_TEXTO PARA ANÁLISE_
☆ ☆ ☆ ☆
Para o carioca Márcio, 23, esse mundo é maligno. Ele se prostitui há dois meses na região do Parque Trianon, na Avenida Paulista e conseguiu um salário de R$ 14 mil nos últimos 60 dias. O local é um dos mais tradicionais da Capital, frequentado por garotos de programas e gays. “É insuportável estar aqui, mas qual é a minha outra opção para ganhar essa grana? Não dá para ficar careta. Esse lugar é um lixo. O clima é pesado, não sei o dia de amanhã.”

Os jovens disseram à Dia-a-Dia que estão nesta vida para bancar vícios e compulsões,  por roupas, automóveis ou droga. “Não tem como não usar. Tem cliente que passa aqui apenas para cheirar (cocaína). O dinheiro vem fácil, mas some do mesmo jeito que veio”, diz Bruno, 21.

A sensação é que estão sempre fugindo de algo. As garotas, mais ambiciosas e racionais, têm na ponta da língua o motivo pelo qual entraram na profissão. A maioria diz pensar em largar a prostituição para abrir negócio próprio ou, simplesmente, casar e mudar de vida. 


PATRÍCIA DIAS: A NOVA SURFISTINHA

O flat é pequeno. A sala, com a TV ligada, tem sofá e mesa de jantar para duas pessoas. No bar, bebidas e doces. Dali é possível ver o quarto que, com a porta entreaberta, expõe a colcha vermelha bagunçada em cima da cama. No banheiro, toalhas brancas usadas estão no chão.

“Não liga para a bagunça, um cliente acabou de sair”, explica Patrícia Dias, 24 anos, que há nove descobriu maneira de ganhar dinheiro rápido. Por ali já passaram homens de todos os tipos: altos, baixos, feios, bonitos, gordos, magros, velhos e novos. Para ela, o pior é quando são malcheirosos. “Peço para tomar banho. Às vezes, o cheiro não sai e tenho que ir para o chuveiro dar banho no cara.” A maioria é casada.

Patrícia – morena, cabelos longos até a cintura, seios fartos e rosto de garota – vai pra cama com quatro deles por dia, em média. “Meu corpo é que vai me dizer a hora de parar.”

A ideia surgiu lendo os classificados de um jornal. Na época ela dava aulas particulares de matemática e ganhava mal. “Quando comecei a trabalhar tirava R$ 400 e sobrava R$ 200”. Precisava de dinheiro para ajudar em casa. O anúncio dizia: ‘ganhe de R$ 2.000 a R$ 3.000 por semana’. Fui seduzida pela grana”, explica.
☆ ☆ ☆ ☆
_ITENS LISTADOS_

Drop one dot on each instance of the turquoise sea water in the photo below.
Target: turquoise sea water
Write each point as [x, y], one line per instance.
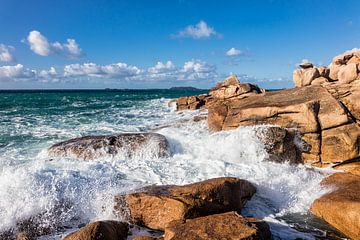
[68, 192]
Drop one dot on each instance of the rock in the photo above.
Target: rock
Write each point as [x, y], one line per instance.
[308, 110]
[324, 72]
[348, 73]
[101, 230]
[341, 143]
[147, 238]
[220, 226]
[279, 144]
[231, 87]
[341, 207]
[191, 102]
[157, 206]
[348, 95]
[350, 167]
[342, 59]
[319, 81]
[304, 109]
[306, 65]
[129, 144]
[333, 71]
[304, 77]
[23, 236]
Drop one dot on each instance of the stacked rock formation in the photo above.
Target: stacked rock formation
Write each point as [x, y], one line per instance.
[344, 68]
[323, 110]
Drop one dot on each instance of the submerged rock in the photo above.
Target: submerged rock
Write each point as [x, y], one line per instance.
[157, 206]
[101, 230]
[281, 145]
[219, 226]
[128, 144]
[352, 167]
[341, 207]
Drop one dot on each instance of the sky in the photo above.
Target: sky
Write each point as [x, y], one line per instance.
[62, 44]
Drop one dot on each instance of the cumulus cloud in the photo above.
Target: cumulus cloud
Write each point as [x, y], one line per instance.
[162, 67]
[16, 73]
[233, 52]
[40, 45]
[198, 31]
[106, 71]
[5, 53]
[192, 70]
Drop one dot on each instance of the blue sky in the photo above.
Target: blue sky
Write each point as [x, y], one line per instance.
[159, 44]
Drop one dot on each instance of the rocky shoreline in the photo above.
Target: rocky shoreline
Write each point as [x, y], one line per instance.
[317, 123]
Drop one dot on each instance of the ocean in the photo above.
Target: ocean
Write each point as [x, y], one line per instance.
[69, 192]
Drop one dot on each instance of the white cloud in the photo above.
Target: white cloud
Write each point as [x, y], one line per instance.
[162, 67]
[73, 48]
[16, 73]
[107, 71]
[5, 53]
[190, 71]
[51, 73]
[194, 70]
[233, 52]
[198, 31]
[40, 45]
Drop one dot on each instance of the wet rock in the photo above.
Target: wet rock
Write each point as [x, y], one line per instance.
[352, 167]
[304, 77]
[308, 110]
[220, 226]
[348, 73]
[190, 102]
[306, 65]
[319, 81]
[157, 206]
[280, 144]
[128, 144]
[341, 207]
[231, 87]
[101, 230]
[147, 238]
[341, 143]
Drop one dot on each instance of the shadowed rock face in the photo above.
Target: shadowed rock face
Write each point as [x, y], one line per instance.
[220, 226]
[101, 230]
[341, 207]
[128, 144]
[157, 206]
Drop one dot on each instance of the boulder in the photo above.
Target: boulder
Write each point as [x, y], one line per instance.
[101, 230]
[324, 72]
[352, 167]
[312, 111]
[348, 95]
[157, 206]
[147, 238]
[280, 144]
[348, 73]
[306, 65]
[341, 207]
[333, 71]
[128, 144]
[190, 102]
[219, 226]
[341, 143]
[231, 87]
[306, 109]
[304, 77]
[319, 81]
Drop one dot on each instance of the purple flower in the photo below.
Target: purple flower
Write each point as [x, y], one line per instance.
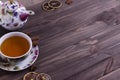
[36, 52]
[34, 57]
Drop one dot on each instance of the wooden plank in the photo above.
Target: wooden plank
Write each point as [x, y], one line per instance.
[115, 75]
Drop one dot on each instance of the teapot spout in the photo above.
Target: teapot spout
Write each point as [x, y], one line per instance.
[30, 12]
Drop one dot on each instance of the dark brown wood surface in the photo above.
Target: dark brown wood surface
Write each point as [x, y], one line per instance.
[80, 41]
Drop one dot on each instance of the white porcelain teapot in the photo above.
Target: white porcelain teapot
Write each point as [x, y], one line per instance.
[13, 15]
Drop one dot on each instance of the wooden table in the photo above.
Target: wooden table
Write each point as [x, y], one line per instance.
[80, 41]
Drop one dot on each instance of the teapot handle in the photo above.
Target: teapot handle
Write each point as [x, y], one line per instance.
[31, 12]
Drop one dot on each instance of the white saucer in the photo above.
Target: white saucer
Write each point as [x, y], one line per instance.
[23, 64]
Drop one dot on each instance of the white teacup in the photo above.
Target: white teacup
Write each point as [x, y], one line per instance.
[11, 35]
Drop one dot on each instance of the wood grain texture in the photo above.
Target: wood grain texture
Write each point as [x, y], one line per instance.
[80, 41]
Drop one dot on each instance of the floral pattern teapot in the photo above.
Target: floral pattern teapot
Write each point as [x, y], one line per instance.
[13, 15]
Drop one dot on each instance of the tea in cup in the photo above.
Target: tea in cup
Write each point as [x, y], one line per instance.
[15, 45]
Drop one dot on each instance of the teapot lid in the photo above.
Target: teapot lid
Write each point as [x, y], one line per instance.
[11, 6]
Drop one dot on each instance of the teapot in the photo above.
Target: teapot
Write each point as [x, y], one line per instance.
[13, 15]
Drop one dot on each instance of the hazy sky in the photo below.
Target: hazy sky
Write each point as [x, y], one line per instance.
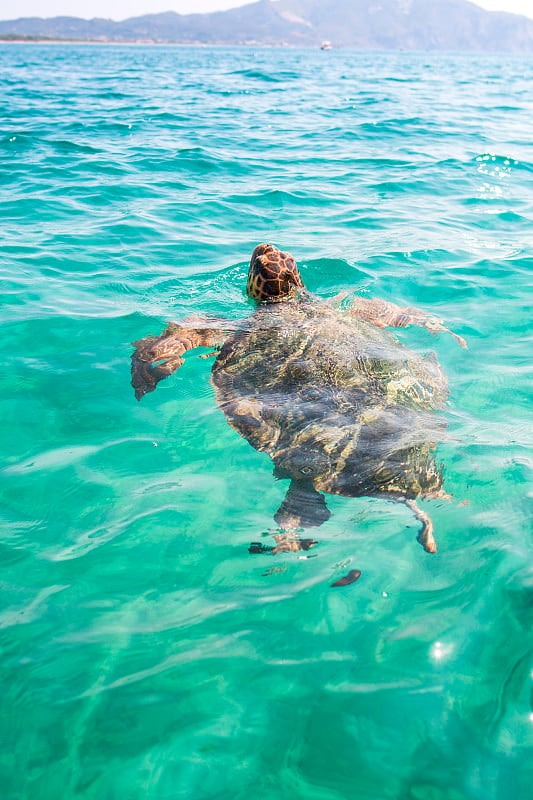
[121, 9]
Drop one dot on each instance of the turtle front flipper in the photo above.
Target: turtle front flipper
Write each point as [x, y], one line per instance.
[302, 507]
[425, 536]
[385, 314]
[157, 357]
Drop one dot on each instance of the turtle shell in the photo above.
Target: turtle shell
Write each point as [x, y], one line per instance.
[334, 400]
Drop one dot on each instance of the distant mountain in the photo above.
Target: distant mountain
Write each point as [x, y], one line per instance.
[450, 25]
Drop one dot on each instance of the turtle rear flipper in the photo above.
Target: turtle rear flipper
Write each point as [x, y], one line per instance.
[303, 507]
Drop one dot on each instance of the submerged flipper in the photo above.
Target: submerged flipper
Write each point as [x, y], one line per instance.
[425, 537]
[303, 507]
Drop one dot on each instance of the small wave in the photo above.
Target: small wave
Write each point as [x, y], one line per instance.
[267, 77]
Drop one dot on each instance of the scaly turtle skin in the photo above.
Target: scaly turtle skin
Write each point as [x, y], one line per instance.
[335, 400]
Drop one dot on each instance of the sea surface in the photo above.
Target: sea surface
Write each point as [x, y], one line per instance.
[145, 654]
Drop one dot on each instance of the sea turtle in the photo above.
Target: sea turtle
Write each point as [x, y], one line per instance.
[338, 403]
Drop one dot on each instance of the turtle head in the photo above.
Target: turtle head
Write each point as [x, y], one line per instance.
[273, 275]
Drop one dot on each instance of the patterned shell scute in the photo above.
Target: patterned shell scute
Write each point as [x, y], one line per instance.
[334, 400]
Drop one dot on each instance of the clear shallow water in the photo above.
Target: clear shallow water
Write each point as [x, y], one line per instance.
[145, 654]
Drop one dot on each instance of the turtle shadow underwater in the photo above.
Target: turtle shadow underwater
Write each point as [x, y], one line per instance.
[337, 402]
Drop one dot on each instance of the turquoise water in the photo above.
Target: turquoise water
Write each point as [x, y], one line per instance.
[145, 653]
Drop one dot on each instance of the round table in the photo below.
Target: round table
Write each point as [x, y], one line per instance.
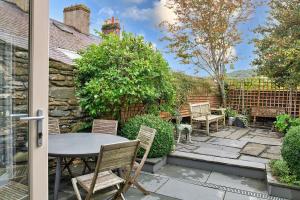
[76, 145]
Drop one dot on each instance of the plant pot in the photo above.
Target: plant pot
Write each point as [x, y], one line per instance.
[230, 121]
[239, 123]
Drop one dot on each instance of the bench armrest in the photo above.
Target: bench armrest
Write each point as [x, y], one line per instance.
[219, 110]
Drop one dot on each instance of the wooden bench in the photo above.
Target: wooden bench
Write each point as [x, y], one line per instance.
[201, 112]
[266, 112]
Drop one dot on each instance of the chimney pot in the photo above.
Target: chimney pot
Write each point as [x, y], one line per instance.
[78, 16]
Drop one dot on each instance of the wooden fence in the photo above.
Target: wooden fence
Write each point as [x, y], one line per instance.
[243, 95]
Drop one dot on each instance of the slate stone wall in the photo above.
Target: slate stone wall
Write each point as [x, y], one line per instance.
[62, 101]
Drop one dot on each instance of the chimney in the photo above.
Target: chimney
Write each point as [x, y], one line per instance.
[78, 16]
[22, 4]
[111, 26]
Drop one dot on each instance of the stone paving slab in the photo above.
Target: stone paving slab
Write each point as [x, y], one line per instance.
[238, 134]
[263, 140]
[217, 150]
[270, 156]
[254, 159]
[200, 138]
[184, 173]
[242, 183]
[253, 149]
[222, 133]
[152, 183]
[234, 196]
[219, 160]
[187, 191]
[274, 149]
[227, 142]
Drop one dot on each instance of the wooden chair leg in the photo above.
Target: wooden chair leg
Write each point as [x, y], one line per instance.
[207, 127]
[74, 183]
[141, 188]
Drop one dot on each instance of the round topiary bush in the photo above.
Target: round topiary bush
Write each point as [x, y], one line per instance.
[291, 150]
[164, 138]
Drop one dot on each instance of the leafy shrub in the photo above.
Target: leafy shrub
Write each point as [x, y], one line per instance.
[281, 170]
[164, 138]
[120, 72]
[241, 121]
[291, 150]
[229, 112]
[284, 122]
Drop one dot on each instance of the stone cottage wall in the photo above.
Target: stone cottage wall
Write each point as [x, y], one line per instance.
[62, 101]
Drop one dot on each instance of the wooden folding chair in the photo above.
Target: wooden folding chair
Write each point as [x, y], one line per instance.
[111, 157]
[53, 129]
[53, 126]
[146, 136]
[105, 126]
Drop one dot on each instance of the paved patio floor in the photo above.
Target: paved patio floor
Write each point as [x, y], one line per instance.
[248, 144]
[174, 183]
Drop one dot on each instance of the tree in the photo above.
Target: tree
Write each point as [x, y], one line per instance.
[278, 44]
[122, 71]
[205, 32]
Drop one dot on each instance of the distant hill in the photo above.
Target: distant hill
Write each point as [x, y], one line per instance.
[241, 74]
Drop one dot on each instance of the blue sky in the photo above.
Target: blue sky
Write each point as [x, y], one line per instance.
[142, 16]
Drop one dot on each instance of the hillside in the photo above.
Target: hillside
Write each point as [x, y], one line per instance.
[241, 74]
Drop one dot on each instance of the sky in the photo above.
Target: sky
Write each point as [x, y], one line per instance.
[141, 17]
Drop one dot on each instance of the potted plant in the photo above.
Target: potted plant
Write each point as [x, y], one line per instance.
[230, 114]
[241, 121]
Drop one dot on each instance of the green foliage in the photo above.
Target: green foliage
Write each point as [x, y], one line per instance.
[110, 26]
[121, 71]
[278, 45]
[164, 138]
[185, 85]
[243, 119]
[291, 150]
[81, 127]
[229, 112]
[281, 170]
[284, 122]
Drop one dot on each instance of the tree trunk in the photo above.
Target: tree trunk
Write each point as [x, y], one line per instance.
[221, 84]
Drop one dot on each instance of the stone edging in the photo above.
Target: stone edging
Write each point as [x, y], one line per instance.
[275, 188]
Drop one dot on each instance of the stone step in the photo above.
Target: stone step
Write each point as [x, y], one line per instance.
[224, 165]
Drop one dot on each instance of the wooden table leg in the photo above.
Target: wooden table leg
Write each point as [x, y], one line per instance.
[57, 177]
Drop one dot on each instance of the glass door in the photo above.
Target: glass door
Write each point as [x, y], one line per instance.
[20, 150]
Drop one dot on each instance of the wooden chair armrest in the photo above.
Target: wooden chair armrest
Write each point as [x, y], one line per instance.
[220, 110]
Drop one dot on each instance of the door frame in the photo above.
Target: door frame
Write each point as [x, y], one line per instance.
[38, 97]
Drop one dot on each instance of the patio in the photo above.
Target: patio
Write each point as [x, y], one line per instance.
[178, 182]
[174, 183]
[240, 144]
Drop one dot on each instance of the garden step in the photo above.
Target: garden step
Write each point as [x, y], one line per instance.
[223, 165]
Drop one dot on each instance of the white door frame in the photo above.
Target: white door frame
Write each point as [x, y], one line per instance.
[38, 97]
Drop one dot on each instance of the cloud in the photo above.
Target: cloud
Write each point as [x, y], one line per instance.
[162, 12]
[134, 1]
[158, 13]
[106, 11]
[137, 14]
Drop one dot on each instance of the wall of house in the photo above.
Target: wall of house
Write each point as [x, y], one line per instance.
[62, 101]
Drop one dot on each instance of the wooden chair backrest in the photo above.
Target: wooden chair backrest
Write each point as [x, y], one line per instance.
[53, 126]
[115, 156]
[200, 109]
[105, 126]
[146, 137]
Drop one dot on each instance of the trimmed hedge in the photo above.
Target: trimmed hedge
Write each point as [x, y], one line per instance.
[164, 138]
[291, 150]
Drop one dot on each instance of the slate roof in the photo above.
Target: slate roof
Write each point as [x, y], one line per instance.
[63, 38]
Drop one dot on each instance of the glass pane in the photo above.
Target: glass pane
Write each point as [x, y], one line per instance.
[14, 68]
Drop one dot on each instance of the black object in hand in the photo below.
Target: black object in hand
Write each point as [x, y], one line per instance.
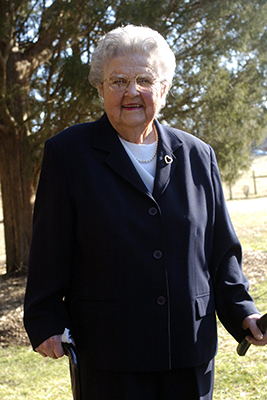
[244, 345]
[69, 350]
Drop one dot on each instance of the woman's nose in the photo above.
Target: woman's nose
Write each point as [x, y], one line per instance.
[131, 89]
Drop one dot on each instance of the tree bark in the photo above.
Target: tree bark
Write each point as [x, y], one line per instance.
[16, 186]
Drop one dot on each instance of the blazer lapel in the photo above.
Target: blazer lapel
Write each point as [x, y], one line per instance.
[166, 159]
[106, 139]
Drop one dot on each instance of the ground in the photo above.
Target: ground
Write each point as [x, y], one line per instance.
[12, 289]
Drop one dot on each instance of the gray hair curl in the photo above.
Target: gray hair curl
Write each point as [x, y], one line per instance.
[132, 39]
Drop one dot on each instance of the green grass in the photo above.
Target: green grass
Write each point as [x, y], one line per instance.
[244, 377]
[251, 229]
[26, 375]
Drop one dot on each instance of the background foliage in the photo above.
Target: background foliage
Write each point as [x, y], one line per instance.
[218, 94]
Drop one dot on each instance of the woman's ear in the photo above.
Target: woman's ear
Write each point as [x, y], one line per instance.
[101, 90]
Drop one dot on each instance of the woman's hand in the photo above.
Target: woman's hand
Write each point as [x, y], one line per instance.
[258, 339]
[51, 347]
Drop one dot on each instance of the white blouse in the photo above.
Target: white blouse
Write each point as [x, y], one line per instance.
[147, 171]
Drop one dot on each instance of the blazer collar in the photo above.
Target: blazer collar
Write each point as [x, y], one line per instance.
[106, 139]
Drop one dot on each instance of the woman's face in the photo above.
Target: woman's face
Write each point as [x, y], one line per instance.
[133, 109]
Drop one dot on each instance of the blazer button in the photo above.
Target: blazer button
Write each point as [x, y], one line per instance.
[153, 211]
[157, 254]
[161, 300]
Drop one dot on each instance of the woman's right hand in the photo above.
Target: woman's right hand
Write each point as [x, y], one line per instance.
[51, 347]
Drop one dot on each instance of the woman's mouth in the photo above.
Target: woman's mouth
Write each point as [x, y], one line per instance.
[132, 106]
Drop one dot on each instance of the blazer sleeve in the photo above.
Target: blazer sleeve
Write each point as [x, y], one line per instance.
[233, 301]
[49, 270]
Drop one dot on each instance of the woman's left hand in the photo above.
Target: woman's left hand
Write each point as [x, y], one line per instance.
[258, 339]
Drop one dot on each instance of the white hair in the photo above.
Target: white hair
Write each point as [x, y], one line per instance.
[133, 39]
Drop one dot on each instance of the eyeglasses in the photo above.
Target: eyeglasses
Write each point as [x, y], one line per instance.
[119, 83]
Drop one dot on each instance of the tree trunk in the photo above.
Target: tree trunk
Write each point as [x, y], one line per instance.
[16, 186]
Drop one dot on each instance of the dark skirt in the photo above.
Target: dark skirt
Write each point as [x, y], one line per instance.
[176, 384]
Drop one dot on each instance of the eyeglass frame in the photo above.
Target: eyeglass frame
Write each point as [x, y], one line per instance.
[141, 88]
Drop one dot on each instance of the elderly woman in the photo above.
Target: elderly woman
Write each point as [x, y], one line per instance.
[132, 246]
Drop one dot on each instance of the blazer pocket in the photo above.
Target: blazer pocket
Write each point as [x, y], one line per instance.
☆ ☆ ☆ ☆
_TAREFAS A REALIZAR_
(a) Na reportagem sobre prostituição em São Paulo, o que Patrícia Dias fazia para ganhar dinheiro antes de responder ao anúncio?
(b) Retome a reportagem sobre prostituição em São Paulo a partir da última frase apresentada.

_RESPOSTAS ÀS TAREFAS_
(a) Ela dava aulas particulares de matemática e ganhava mal.

(b)
A primeira experiência foi aos 18 anos numa clínica de massagem em São Paulo. Do primeiro cara com quem transou por dinheiro ela diz que não se lembra. “Acho que tenho um mecanismo de defesa na minha cabeça que apaga este tipo de lembrança, a fisionomia das pessoas.” Por dinheiro ela, que diz não ter nenhum vício, cheirou cocaína. “Por grana acabo quebrando regras. Um gringo pagou 1.000 euros para me ver usar, mas me arrependo porque passei muito mal.” Segundo Patrícia a única que ela não quebra é transar sem camisinha. Naquela época, ela chegou a comprar bolsas Louis Vuitton, de R$ 7.000 cada. Hoje é mais contida. Não se atém a marcas, tenta cuidar da saúde e pensa no futuro.

Patrícia é ágil e tem tino para negócios. Para alavancar mais clientes, criou um blog, bem ao estilo Bruna Surfistinha, onde detalha o dia a dia, porém, sem tanto apelo erótico. As fotos, por sua vez, mostram explicitamente o que o cliente quer ver.

Proprietária de um terreno e de uma loja de cosméticos, pretende ganhar dinheiro para investir em outro estabelecimento em breve, talvez uma franquia. Cursou três anos de faculdade de Matemática e um ano de Direito, mas parou por não conseguir conciliar estudos e trabalho.


COTIDIANO

No chão do apartamento havia um monte de peças de roupas e lingeries emboladas para ela arrumar. Enquanto conversava, ajeitava as toalhas dos clientes. De vez em quando, parava para entrar no blog e ver se o número de acessos tinha aumentado.

No meio de tudo isso, Patrícia ainda atendia os dois insistentes celulares que tocavam sem parar. “Oi anjo”, ela responde ao interessado com voz sensual. “Atendo num flat nos jardins. São R$ 250 por uma hora e meia. Conforme for rolando, vamos fazendo. O serviço é completo.” O texto pronto é a primeira forma de contato entre Patrícia e os futuros clientes. Por telefone ela consegue ter noção de quem vai aparecer por ali nas próximas horas. “Consigo perceber se é uma pessoa gentil, educada, pelo menos. Se começa a falar muita bobeira corto para mostrar como as coisas funcionam comigo.”